[[ DATASET EXTRACT open ]]

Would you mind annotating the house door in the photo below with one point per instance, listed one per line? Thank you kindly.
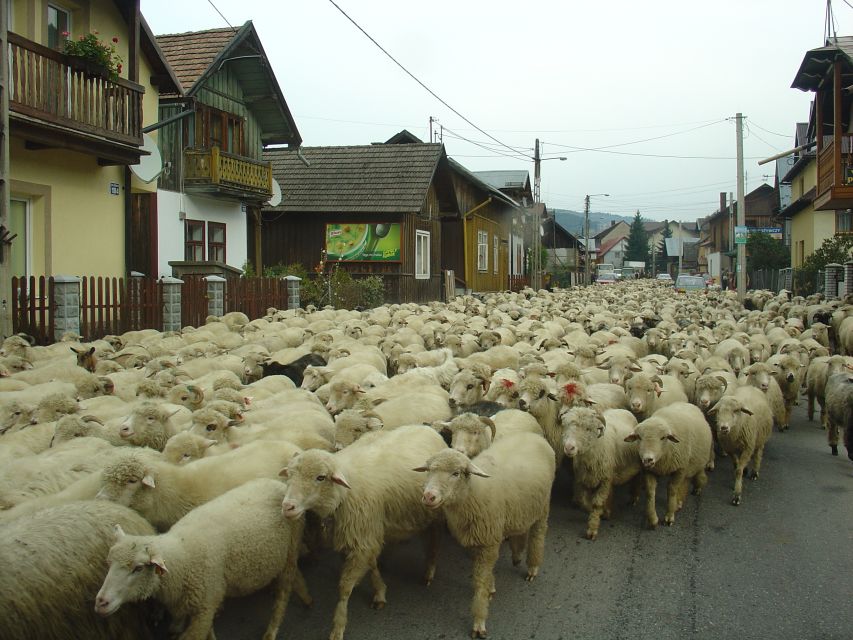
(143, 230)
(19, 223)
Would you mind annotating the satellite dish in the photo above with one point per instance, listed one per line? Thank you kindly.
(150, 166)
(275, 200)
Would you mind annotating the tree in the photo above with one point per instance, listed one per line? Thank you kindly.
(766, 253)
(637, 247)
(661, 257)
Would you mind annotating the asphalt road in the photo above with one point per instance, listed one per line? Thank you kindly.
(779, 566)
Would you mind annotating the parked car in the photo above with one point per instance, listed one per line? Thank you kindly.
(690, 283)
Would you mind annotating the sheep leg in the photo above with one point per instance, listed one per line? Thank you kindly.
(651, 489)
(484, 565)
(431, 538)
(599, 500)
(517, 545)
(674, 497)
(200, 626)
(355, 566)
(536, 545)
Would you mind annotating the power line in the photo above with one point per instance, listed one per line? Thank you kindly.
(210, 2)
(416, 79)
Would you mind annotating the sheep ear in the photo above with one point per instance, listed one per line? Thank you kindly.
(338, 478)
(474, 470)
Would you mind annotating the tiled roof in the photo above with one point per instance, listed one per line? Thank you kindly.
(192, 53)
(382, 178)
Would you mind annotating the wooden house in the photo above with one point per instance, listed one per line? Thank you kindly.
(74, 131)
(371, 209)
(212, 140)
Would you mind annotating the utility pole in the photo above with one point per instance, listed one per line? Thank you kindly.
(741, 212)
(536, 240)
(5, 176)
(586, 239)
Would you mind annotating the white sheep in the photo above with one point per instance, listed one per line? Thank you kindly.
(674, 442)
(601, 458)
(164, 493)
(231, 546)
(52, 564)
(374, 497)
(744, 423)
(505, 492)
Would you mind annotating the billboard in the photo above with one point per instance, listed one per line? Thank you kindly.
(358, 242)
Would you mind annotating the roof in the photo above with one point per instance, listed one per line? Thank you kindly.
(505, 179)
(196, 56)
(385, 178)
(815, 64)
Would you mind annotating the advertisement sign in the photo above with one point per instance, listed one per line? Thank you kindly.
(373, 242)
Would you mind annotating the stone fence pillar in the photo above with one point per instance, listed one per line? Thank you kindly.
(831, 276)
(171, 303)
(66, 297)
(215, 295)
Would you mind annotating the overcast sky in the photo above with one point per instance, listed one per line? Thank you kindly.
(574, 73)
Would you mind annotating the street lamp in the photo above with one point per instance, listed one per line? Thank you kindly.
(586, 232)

[[ DATASET EXTRACT closed ]]
[[ DATASET EXTRACT open ]]

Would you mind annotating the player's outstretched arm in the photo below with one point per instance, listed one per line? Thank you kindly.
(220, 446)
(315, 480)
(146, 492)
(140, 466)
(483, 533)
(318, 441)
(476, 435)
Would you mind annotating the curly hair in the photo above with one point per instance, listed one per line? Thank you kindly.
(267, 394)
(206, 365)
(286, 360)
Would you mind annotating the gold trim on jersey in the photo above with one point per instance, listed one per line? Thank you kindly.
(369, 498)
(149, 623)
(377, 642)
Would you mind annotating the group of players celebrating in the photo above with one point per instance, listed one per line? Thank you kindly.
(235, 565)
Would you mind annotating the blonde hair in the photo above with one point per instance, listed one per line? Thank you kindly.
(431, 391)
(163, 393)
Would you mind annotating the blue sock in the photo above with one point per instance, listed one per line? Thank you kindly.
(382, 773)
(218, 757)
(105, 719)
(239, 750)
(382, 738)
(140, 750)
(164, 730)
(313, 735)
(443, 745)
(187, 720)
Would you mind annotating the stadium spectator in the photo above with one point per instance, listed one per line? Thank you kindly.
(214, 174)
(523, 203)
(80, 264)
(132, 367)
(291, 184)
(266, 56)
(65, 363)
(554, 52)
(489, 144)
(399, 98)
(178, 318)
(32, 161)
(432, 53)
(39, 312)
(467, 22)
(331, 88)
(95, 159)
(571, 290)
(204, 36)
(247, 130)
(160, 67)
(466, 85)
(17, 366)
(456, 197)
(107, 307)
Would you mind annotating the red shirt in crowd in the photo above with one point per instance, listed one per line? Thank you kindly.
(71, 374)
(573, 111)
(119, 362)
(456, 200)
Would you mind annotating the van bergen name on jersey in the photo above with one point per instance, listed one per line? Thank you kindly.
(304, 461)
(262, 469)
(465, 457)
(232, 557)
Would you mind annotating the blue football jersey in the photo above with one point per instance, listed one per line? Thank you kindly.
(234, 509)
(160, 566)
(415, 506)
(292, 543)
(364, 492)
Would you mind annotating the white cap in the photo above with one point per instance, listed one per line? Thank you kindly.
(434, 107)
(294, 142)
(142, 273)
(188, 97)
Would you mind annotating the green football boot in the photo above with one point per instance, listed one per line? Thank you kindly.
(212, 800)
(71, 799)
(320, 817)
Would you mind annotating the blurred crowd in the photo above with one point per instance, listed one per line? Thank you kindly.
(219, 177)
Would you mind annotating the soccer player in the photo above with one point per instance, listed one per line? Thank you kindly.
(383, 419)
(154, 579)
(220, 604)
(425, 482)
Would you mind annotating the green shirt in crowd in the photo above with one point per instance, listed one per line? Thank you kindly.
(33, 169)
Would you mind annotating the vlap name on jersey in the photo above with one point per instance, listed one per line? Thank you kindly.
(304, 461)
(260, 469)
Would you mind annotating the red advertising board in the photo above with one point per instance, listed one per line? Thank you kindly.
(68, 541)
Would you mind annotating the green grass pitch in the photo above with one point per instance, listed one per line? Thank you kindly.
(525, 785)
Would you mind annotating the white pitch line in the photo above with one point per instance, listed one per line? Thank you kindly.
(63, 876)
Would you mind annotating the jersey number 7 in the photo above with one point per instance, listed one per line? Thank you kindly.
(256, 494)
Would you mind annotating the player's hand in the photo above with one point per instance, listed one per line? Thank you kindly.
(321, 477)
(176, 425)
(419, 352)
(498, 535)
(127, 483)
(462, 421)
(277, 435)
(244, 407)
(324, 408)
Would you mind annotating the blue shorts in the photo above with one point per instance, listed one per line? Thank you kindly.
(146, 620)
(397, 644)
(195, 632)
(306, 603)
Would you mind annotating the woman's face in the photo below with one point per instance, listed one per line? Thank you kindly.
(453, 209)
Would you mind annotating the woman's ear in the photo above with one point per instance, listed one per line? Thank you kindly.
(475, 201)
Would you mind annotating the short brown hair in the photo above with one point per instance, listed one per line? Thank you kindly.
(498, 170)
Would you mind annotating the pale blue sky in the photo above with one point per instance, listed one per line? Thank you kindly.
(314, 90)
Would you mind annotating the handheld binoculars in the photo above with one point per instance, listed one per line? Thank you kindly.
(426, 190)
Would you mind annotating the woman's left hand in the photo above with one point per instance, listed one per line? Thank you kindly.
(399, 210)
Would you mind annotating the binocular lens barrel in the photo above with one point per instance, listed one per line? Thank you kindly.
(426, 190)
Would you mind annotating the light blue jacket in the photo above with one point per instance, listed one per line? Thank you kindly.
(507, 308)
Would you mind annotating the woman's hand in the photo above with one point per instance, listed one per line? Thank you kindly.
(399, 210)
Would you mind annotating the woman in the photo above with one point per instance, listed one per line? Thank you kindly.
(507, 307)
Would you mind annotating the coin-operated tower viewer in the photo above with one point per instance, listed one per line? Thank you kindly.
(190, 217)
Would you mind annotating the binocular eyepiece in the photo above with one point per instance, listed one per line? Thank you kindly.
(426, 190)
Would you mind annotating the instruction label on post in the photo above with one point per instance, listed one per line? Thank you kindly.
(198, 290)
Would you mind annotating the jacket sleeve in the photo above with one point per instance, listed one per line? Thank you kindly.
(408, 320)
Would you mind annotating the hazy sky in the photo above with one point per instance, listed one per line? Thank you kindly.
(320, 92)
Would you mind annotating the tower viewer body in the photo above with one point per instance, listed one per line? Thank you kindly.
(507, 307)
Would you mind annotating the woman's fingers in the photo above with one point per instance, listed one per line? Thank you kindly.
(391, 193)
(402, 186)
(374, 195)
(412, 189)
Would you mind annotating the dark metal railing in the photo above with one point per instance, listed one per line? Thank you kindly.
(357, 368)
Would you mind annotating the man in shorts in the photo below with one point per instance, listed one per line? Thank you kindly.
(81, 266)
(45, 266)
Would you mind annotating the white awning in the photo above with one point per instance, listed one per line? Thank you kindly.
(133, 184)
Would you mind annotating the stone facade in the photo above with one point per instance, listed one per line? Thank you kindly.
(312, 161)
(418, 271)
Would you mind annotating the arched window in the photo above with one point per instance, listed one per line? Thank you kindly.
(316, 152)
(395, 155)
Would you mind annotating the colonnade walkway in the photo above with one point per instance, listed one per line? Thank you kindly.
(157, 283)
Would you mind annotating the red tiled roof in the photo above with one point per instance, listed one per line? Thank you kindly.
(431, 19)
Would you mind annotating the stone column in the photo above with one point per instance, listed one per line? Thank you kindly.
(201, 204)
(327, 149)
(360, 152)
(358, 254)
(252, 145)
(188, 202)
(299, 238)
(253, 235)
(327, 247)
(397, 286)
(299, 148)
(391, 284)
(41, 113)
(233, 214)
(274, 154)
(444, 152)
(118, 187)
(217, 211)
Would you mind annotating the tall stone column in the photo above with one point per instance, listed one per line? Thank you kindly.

[[ DATASET EXTRACT closed ]]

As listed above, the lines from the line with "Would you mind annotating the stone facade" to the line with "Would you mind annotating the tall" are to be echoed exactly, with both ends included and nothing added.

Would you mind annotating the stone facade in the photo above with one point per instance, listed one per line? Thank you kindly.
(312, 161)
(418, 271)
Would you mind annotating the arched window in the photo above with one point per instance, listed one per line? Thank you kindly.
(316, 152)
(395, 155)
Would you mind annotating the colonnade walkway in the photo above with one point per instance, listed one per line? Thank you kindly.
(157, 283)
Would you mind annotating the red tiled roof in the photo above with one point per instance, listed one per line? Thank you kindly.
(431, 19)
Would you mind annotating the stone column in the photo above with one point per instance, listed one per line? Thank you kindly.
(201, 204)
(327, 149)
(360, 152)
(358, 254)
(252, 145)
(188, 202)
(299, 238)
(253, 235)
(327, 247)
(397, 286)
(299, 148)
(391, 284)
(41, 113)
(233, 214)
(274, 154)
(444, 152)
(118, 187)
(217, 211)
Would you mind annotating the tall stone column in the photo above with one point per instance, listed one per line? Thank you kindly.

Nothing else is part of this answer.